Health minister announces abortion reforms to ease process, contrasts move with US ruling

For the first time in 30 years, the Knesset Health Committee approves sweeping abortion reforms under which women will be able to have an early-stage pharmaceutically induced termination at a clinic instead of a hospital and will not need to appear in front of the much-criticized abortion panels, the Health Ministry says.
According to previously announced changes, women will be able to complete the necessary paperwork online, instead of having to do it in person.
In addition, a woman requesting an abortion will not be required to initially meet with a social worker. If they do wish to meet with one, the social worker’s job will be to provide support.
The new regulations will take effect within three months, the Health Ministry said.
Although the planned reforms have been in the works for some time, Health Minister Nitzan Horowitz hails the changes as a response to last week’s ruling in the US Supreme Court overturning Roe v. Wade.
“The right to a woman’s body belongs to the woman alone. The US Supreme Court’s move to deny a woman the right to her body is a dark move, oppressing women and returning the leader of the free and liberal world a hundred years backwards. We are in a different place, and today we are taking big steps in the right direction,” Horowitz says.
“We abolished archaic procedures that were meant ‘to prevent unnecessary abortions,’ removed degrading questions, allowed some abortions at health clinics, abolished the obligation to appear before the committee, and most importantly — strengthened the woman’s most fundamental right to her body and life,” Horowitz says.
Under Israeli law, women do not have an automatic right to an abortion, but rather must request permission from a legally mandated end-of-pregnancy committee made up of three representatives of the hospital or clinic that would perform the procedure.
The panels, which approve the lion’s share of requests, are meant to vet cases based on criteria such as a woman’s age, how the pregnancy came about, and the health of the fetus.
Activists have complained for years that the panels are needlessly invasive and humiliating, and some feel that they have no choice but to lie to the committee in order to be granted permission. The committees rarely prevent a woman from terminating her pregnancy, making the process effectively pointless as well.
In addition, there are only 38 committees across the country, and it can be hard to schedule appointments with some of them due to application quotas. Women face long wait times to schedule an appointment, and face travel and time constraints in accessing the panels.

▶ [TASK DIRECTIONS]:
From the article on Israel's abortion reforms, extract the passage starting with "Health minister announces" and going on through "to provide support.". The material that comes next has nothing to do with the article.

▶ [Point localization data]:
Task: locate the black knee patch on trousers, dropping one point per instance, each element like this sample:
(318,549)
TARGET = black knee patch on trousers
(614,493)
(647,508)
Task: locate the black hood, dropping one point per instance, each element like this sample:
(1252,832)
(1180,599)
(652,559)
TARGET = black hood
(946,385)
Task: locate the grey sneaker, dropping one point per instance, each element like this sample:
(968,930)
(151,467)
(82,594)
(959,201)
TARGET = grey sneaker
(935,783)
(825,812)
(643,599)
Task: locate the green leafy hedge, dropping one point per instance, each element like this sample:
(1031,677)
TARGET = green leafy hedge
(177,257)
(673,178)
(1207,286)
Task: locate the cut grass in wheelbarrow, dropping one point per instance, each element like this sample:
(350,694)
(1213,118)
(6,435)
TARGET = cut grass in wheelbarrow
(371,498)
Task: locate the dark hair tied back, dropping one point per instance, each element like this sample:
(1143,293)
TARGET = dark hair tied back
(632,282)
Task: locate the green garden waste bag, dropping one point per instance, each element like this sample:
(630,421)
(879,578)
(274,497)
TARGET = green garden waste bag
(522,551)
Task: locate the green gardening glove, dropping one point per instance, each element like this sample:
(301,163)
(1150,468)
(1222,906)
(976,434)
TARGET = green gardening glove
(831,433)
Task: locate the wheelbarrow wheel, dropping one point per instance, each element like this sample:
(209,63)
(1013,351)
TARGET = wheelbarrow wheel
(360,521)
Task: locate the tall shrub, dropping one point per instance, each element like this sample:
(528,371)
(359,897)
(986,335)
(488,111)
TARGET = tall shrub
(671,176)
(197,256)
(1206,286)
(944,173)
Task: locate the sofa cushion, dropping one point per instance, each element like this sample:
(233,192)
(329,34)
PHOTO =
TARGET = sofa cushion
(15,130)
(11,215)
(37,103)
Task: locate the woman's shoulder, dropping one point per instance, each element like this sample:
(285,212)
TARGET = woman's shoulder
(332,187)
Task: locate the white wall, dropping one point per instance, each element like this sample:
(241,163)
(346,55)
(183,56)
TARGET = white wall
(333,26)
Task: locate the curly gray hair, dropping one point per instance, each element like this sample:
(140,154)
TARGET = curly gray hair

▶ [ANSWER]:
Health minister announces abortion reforms to ease process, contrasts move with US ruling

For the first time in 30 years, the Knesset Health Committee approves sweeping abortion reforms under which women will be able to have an early-stage pharmaceutically induced termination at a clinic instead of a hospital and will not need to appear in front of the much-criticized abortion panels, the Health Ministry says.
According to previously announced changes, women will be able to complete the necessary paperwork online, instead of having to do it in person.
In addition, a woman requesting an abortion will not be required to initially meet with a social worker. If they do wish to meet with one, the social worker’s job will be to provide support.